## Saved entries
+-------+

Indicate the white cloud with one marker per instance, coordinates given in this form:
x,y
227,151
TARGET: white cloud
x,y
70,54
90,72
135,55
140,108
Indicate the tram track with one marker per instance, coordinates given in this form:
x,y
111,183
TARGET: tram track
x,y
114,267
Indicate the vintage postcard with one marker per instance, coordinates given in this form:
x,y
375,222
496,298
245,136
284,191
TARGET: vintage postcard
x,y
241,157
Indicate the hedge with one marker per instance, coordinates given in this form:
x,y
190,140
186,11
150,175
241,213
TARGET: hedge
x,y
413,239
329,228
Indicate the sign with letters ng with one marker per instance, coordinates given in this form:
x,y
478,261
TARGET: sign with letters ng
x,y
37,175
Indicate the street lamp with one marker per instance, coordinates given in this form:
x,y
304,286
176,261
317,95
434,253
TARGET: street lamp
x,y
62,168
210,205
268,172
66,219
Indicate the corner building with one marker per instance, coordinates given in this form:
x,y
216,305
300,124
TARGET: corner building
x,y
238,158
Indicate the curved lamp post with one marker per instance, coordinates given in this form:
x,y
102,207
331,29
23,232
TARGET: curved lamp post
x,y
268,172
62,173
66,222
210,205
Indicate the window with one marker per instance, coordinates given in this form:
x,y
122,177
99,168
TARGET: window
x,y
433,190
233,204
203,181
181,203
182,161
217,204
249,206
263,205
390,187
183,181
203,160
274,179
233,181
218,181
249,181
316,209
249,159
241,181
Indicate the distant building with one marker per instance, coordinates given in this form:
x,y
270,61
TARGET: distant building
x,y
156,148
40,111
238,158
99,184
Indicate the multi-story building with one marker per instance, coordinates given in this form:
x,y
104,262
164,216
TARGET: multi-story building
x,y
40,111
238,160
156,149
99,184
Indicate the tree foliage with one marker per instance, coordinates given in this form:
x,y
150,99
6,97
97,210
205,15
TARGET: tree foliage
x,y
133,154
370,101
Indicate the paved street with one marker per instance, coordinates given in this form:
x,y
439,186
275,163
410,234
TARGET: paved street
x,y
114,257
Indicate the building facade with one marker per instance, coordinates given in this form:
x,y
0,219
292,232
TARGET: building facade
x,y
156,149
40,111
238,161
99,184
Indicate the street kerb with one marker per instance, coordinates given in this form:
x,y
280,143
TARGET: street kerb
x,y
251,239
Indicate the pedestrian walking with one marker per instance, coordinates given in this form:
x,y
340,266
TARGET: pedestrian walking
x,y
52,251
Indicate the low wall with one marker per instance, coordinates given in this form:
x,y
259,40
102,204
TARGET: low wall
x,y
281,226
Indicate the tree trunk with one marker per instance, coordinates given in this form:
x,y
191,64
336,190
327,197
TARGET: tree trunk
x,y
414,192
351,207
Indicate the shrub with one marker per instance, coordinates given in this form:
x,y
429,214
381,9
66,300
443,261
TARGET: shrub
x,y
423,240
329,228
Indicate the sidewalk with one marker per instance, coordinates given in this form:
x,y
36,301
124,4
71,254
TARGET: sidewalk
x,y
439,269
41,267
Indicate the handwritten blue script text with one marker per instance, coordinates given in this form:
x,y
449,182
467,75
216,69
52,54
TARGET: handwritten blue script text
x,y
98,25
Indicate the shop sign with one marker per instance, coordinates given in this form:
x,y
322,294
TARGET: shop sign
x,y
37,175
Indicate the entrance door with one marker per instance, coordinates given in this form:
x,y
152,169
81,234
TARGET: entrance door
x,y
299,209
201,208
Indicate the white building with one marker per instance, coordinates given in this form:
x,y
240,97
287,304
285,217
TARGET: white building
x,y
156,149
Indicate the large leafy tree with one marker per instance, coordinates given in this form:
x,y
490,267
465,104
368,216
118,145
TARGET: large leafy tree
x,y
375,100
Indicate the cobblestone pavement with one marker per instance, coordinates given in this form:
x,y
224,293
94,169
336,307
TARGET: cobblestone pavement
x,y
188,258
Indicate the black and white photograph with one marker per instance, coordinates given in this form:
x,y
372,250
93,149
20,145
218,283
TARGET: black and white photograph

+-------+

## THE TASK
Find and copy each line of the data where "photograph" is present.

## TASK RESULT
Indicate the black and white photograph with one marker per instance, coordinates given in this form:
TARGET: black and white photograph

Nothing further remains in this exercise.